# [What you will do]
Can you copy the listing below word for word, leaving out the pictures?
=====
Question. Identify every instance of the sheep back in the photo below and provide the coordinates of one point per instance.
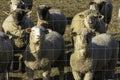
(57, 20)
(6, 52)
(52, 49)
(103, 49)
(17, 31)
=====
# [The output]
Question. Identify every instance of the sheep back in the photo below and provide the coordinates of one point per instance.
(57, 20)
(6, 52)
(52, 49)
(103, 49)
(17, 31)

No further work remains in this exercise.